= What the task asks =
Set down, word for word, the rows starting with the one that contains "task | drop a marker on every instance of the metal" and going on through the one that contains "column 795, row 159", both included. Leave the pictures out.
Data provided start
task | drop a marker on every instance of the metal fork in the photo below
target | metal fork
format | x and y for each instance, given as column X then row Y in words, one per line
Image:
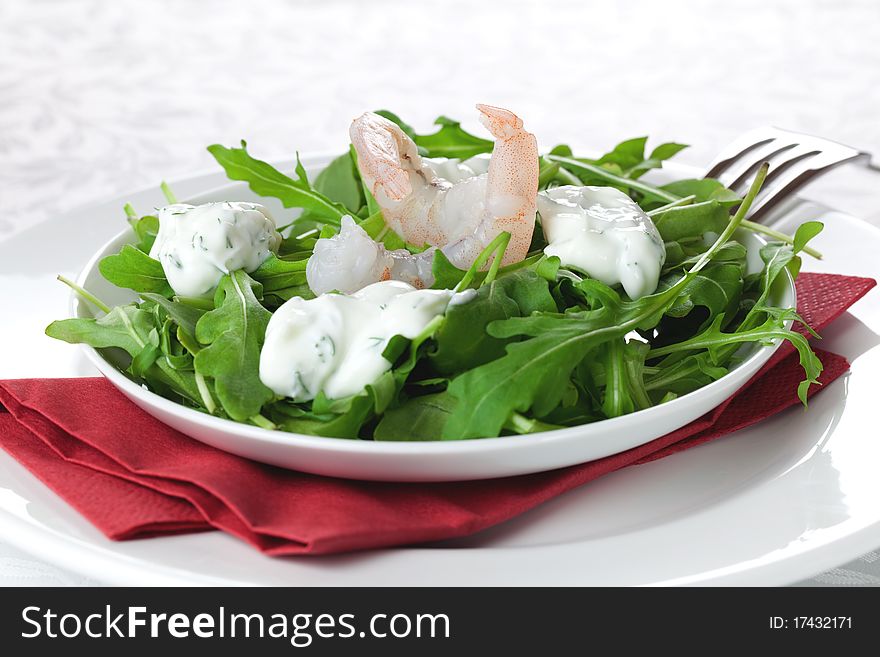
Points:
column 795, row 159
Data provided end
Data provided start
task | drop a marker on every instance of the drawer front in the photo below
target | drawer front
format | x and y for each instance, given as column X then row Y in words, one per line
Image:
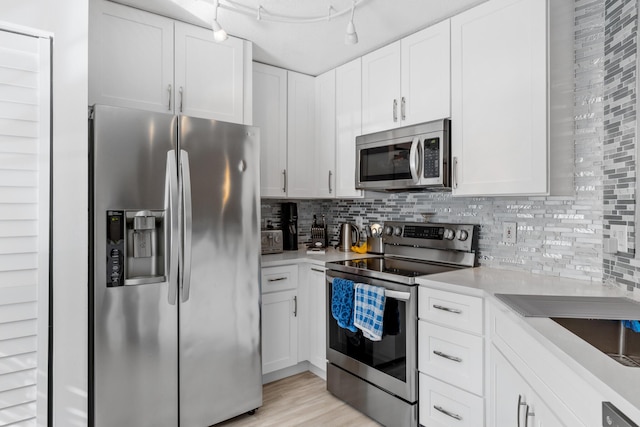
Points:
Data provided end
= Written solution =
task | drop a marker on every instance of the metal fork in the photo below
target | metal fork
format | x and y for each instance, given as column X then row Y in words, one per line
Image:
Points:
column 795, row 159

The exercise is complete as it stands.